-- TASK OBJECTIVE --
The lines to be copied run from the one containing "output [[81, 6]]." to the end of the material below; reproduce them exactly, including both ends, and nothing more.

--

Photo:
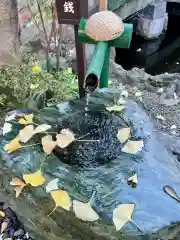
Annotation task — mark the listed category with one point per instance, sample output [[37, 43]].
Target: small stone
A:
[[19, 232]]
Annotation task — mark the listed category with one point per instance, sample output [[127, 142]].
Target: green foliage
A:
[[18, 84]]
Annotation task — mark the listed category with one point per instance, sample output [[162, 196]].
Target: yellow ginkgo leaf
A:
[[48, 144], [42, 128], [65, 138], [13, 145], [17, 182], [19, 185], [124, 134], [61, 199], [115, 108], [26, 133], [2, 214], [34, 179], [133, 179], [18, 190], [3, 226], [84, 211], [133, 147], [27, 119], [122, 214]]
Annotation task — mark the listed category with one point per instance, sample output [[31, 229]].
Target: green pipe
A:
[[92, 79], [105, 71]]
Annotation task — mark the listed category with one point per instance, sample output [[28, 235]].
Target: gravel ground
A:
[[171, 114]]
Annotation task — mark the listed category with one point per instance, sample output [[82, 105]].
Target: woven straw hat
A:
[[104, 26]]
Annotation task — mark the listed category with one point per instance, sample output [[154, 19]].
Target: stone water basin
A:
[[98, 167]]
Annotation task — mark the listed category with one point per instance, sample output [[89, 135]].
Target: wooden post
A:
[[80, 56], [103, 5], [70, 12]]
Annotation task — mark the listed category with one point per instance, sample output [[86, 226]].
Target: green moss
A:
[[20, 83]]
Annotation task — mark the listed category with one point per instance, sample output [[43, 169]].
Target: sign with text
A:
[[71, 11]]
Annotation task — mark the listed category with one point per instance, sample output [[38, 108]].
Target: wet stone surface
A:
[[15, 229], [100, 167]]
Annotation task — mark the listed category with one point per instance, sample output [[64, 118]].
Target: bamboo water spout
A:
[[104, 29]]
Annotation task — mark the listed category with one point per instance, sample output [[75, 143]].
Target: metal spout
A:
[[91, 83]]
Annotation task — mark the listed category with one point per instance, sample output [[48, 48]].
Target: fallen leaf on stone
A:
[[122, 214], [115, 108], [10, 118], [65, 138], [124, 93], [13, 145], [2, 214], [26, 133], [52, 185], [42, 128], [133, 147], [121, 101], [84, 211], [7, 128], [124, 134], [17, 182], [138, 94], [48, 144], [3, 226], [160, 90], [173, 127], [18, 190], [34, 179], [169, 190], [19, 185], [27, 119], [160, 117], [133, 179], [61, 199]]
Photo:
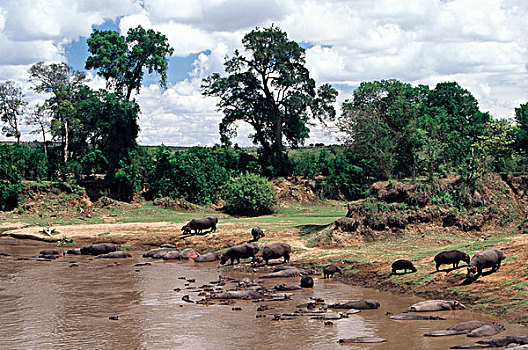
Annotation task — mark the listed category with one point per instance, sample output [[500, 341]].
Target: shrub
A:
[[249, 194]]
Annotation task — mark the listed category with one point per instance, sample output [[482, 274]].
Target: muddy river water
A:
[[54, 305]]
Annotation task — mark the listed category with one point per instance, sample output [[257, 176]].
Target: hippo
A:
[[257, 233], [115, 255], [173, 254], [306, 282], [189, 253], [450, 257], [487, 258], [402, 265], [407, 316], [99, 248], [238, 252], [52, 252], [329, 270], [273, 251], [199, 224], [207, 257], [362, 304], [289, 272], [436, 305], [487, 330]]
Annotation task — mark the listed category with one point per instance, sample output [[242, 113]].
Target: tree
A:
[[271, 90], [521, 117], [63, 84], [12, 106], [122, 61], [40, 117]]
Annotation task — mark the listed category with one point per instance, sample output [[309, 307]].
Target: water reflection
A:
[[50, 305]]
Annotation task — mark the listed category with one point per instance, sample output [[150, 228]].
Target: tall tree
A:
[[12, 107], [40, 117], [271, 90], [122, 61], [62, 83], [521, 117]]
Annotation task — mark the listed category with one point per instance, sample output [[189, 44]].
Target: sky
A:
[[481, 44]]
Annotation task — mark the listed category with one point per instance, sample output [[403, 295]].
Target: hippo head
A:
[[458, 306], [223, 259], [472, 272]]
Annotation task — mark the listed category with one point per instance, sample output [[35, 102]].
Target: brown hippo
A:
[[99, 248], [242, 251], [257, 233], [450, 257], [207, 257], [273, 251], [329, 270], [200, 224], [402, 265], [436, 305], [115, 255], [485, 259]]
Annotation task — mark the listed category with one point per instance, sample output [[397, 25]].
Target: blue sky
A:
[[483, 45]]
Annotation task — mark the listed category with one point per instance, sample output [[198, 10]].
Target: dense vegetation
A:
[[392, 129]]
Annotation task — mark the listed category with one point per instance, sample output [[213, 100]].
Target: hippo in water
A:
[[436, 305], [115, 255], [207, 257], [450, 257], [329, 270], [273, 251], [200, 224], [485, 259], [99, 248], [402, 265], [242, 251]]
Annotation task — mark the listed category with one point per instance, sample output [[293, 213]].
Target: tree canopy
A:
[[123, 60], [271, 90]]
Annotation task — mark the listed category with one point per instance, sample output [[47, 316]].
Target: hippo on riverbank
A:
[[485, 259], [257, 233], [52, 252], [242, 251], [450, 257], [273, 251], [207, 257], [99, 248], [363, 304], [115, 255], [402, 265], [329, 270], [436, 305], [200, 224]]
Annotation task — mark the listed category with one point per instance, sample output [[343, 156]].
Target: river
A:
[[66, 304]]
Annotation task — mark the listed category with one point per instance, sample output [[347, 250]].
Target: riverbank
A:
[[310, 230]]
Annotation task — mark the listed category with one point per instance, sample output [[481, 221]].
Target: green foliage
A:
[[271, 90], [249, 194], [122, 61]]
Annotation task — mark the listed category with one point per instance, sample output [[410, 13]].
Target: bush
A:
[[250, 195]]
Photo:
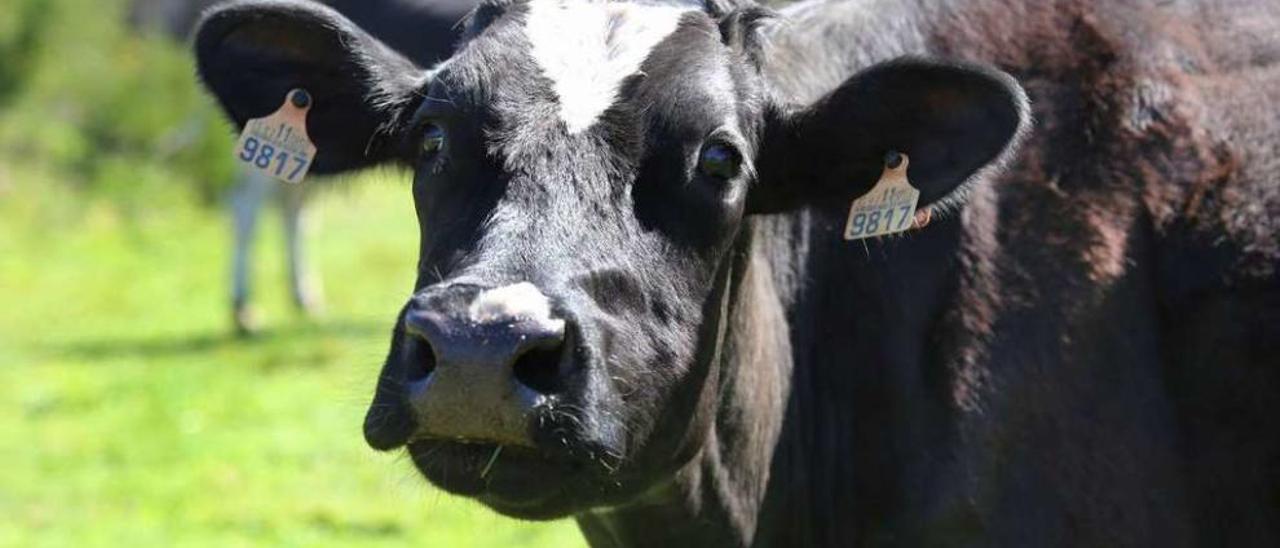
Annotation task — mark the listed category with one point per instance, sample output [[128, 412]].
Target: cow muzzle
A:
[[480, 361]]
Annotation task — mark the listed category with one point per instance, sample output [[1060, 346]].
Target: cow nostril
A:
[[420, 359], [539, 369]]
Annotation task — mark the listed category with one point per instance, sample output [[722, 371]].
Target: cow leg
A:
[[246, 202], [307, 295]]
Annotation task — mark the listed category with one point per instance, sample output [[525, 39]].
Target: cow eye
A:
[[433, 138], [720, 161]]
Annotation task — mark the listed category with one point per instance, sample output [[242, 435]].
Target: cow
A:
[[421, 30], [635, 304]]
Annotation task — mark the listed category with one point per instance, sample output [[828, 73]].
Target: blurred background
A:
[[131, 414]]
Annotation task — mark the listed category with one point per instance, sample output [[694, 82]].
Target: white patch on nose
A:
[[520, 301], [588, 48]]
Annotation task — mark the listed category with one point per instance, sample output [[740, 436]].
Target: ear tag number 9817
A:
[[278, 145], [888, 208]]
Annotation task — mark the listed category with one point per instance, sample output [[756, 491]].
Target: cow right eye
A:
[[433, 140]]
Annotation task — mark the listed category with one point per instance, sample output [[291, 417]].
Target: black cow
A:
[[635, 306]]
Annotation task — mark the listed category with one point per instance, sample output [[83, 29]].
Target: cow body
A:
[[1088, 354], [1080, 350]]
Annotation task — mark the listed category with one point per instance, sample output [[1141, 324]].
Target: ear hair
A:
[[743, 30], [483, 16]]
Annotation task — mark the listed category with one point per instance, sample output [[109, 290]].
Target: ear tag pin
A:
[[888, 208], [278, 145]]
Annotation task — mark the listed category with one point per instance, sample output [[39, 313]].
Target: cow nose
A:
[[481, 360]]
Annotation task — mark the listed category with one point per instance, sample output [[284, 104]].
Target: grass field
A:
[[129, 416]]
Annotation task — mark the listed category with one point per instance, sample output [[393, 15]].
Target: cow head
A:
[[581, 172]]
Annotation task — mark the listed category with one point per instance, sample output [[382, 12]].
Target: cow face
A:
[[581, 174]]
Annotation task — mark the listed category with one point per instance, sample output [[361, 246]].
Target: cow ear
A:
[[951, 120], [250, 54]]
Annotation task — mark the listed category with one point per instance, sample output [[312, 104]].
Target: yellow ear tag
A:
[[278, 144], [888, 208]]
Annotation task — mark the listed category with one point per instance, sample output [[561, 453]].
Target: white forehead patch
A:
[[586, 49], [519, 301]]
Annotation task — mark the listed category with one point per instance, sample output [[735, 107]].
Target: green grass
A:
[[129, 416]]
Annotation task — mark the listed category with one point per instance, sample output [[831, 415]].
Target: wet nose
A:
[[480, 360]]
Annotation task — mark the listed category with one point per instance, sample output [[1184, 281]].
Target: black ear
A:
[[950, 119], [250, 54]]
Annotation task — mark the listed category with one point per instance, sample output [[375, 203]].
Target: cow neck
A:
[[713, 499]]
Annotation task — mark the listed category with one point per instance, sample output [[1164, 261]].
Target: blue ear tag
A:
[[278, 145], [888, 208]]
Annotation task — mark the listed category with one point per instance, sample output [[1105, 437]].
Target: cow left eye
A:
[[433, 138], [720, 161]]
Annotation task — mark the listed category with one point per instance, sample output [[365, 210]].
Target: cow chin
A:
[[515, 482]]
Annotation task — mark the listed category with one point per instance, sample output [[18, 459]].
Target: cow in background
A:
[[423, 30]]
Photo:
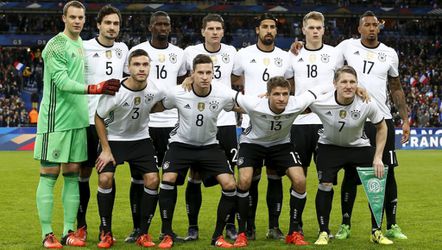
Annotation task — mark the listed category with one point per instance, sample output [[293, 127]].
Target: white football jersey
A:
[[126, 114], [344, 124], [267, 128], [258, 67], [102, 63], [166, 65], [373, 66], [197, 115], [312, 68], [223, 60]]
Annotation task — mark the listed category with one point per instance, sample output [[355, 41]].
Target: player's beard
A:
[[267, 41], [162, 37]]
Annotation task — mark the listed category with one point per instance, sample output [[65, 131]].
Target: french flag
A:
[[19, 66]]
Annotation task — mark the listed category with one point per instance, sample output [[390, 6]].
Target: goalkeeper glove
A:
[[108, 87]]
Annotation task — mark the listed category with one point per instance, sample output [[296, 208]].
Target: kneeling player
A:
[[267, 140], [193, 144], [126, 116], [344, 144]]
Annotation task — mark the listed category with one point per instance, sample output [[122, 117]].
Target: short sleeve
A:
[[393, 70], [374, 114], [106, 104]]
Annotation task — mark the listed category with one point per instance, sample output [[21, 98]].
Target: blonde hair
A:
[[315, 15]]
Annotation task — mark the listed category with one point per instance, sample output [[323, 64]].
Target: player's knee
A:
[[105, 180], [194, 175], [326, 186], [54, 171], [299, 183], [151, 180], [245, 178], [85, 172], [169, 177], [271, 172], [228, 183]]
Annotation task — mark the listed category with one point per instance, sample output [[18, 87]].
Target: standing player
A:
[[193, 144], [377, 67], [222, 56], [343, 143], [313, 66], [104, 59], [122, 127], [268, 141], [258, 63], [166, 71], [61, 128]]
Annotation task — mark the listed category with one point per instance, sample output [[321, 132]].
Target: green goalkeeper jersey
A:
[[64, 105]]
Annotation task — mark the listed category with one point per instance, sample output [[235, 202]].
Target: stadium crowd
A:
[[21, 69]]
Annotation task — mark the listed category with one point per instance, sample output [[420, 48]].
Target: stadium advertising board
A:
[[420, 138]]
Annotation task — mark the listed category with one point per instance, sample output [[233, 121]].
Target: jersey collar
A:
[[96, 39], [150, 42], [305, 47], [210, 91], [126, 87], [379, 43], [204, 45]]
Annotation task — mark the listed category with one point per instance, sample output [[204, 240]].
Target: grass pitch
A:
[[419, 209]]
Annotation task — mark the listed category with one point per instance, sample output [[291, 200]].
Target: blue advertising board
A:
[[420, 138]]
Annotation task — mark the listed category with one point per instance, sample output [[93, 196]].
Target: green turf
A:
[[419, 181]]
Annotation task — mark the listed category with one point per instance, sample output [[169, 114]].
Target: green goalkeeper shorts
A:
[[61, 147]]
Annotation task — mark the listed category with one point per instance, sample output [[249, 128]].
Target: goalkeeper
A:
[[62, 122]]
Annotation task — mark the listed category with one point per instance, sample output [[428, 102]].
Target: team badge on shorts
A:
[[213, 106], [201, 106], [355, 114], [225, 58], [240, 161], [382, 57], [342, 114], [325, 58], [172, 58]]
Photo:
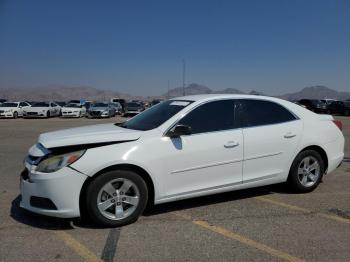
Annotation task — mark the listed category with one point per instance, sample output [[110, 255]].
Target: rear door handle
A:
[[289, 135], [231, 144]]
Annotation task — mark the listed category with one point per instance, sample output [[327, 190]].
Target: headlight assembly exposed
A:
[[55, 163]]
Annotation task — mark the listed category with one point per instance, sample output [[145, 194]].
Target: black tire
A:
[[293, 178], [92, 194]]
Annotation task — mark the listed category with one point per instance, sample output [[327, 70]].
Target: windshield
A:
[[74, 101], [100, 105], [73, 105], [9, 104], [41, 104], [132, 104], [156, 115]]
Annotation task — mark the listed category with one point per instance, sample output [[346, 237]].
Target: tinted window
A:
[[156, 115], [41, 104], [259, 112], [8, 104], [212, 116]]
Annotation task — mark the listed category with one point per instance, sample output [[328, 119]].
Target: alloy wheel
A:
[[308, 171], [118, 199]]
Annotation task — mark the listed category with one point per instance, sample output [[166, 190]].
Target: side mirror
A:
[[179, 130]]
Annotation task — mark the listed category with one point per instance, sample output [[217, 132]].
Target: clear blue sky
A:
[[137, 46]]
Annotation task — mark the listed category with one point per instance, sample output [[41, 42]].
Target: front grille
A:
[[33, 159], [95, 113], [42, 202], [25, 174]]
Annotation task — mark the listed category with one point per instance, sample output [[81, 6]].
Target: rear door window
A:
[[211, 117], [254, 112]]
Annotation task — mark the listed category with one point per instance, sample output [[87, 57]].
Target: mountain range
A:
[[64, 93], [312, 92]]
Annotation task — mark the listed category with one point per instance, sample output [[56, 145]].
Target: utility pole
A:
[[183, 77], [168, 95]]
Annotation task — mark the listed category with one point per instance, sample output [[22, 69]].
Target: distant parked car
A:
[[314, 105], [133, 108], [42, 109], [61, 103], [121, 101], [118, 107], [87, 104], [339, 107], [13, 109], [328, 101], [77, 101], [101, 110], [155, 102], [73, 110]]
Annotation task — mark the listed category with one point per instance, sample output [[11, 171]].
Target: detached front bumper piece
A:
[[53, 194]]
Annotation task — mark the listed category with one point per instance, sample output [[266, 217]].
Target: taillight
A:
[[338, 123]]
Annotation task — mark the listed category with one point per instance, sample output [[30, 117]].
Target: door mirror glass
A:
[[179, 130]]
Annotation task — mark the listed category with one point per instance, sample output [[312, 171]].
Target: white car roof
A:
[[206, 97]]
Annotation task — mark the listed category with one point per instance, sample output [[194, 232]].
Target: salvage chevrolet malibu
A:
[[181, 148]]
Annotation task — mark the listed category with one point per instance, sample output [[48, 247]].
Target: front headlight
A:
[[55, 163]]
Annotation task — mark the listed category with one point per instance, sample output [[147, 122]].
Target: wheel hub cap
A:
[[118, 199]]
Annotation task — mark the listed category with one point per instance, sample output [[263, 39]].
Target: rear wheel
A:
[[116, 198], [306, 171]]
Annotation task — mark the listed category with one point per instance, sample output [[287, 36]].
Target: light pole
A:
[[183, 77]]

--

-- COMPLETE OUTPUT --
Annotation task — mark the listed category with one point per instance, sample output [[81, 6]].
Target: rear door window
A:
[[211, 117], [254, 112]]
Annotation task — mark the listed category with one point per instance, sample output [[87, 57]].
Target: mountain range
A:
[[64, 93], [312, 92]]
Annotation task — mark the listed category with one point per instance, sample output [[56, 145]].
Target: utility pole
A:
[[183, 77], [168, 95]]
Annotation task — mark the listed category with one point per instance, sample output [[22, 69]].
Target: distant parked car
A:
[[314, 105], [133, 108], [42, 109], [61, 103], [121, 101], [118, 107], [87, 104], [339, 107], [13, 109], [328, 101], [77, 101], [101, 110], [155, 102], [73, 110]]
Annotation task — mark the listed category with one point per instance, sample output [[11, 171]].
Target: detached front bumper piece
A:
[[53, 194]]
Annotation task — mark the listed category with one point per instance, sample output [[266, 217]].
Target: taillight
A:
[[338, 123]]
Annotation task — mark the listed category with one point per instance, sample output [[30, 117]].
Target: door mirror glass
A:
[[179, 130]]
Annotation task — mark the listed category with one point per instance, sample output [[312, 171]].
Target: white car roof
A:
[[206, 97]]
Annotation task — mark the listed category with one point per instance, sample output [[194, 232]].
Target: salvage chevrolet malibu
A:
[[181, 148]]
Annotation task — mark the listed category with one point per instance, sample output [[48, 247]].
Target: front headlight
A:
[[55, 163]]
Annotation task — mark the listed category with one point per instance, sample output [[147, 122]].
Target: wheel hub cap
A:
[[118, 199]]
Annotation task — mark the listed category with one point per instance, sample output [[263, 39]].
Target: rear wheel
A:
[[116, 198], [306, 171]]
Annotation task — mark the listed category with one point per instance, sample output [[287, 36]].
Target: light pole
A:
[[183, 77]]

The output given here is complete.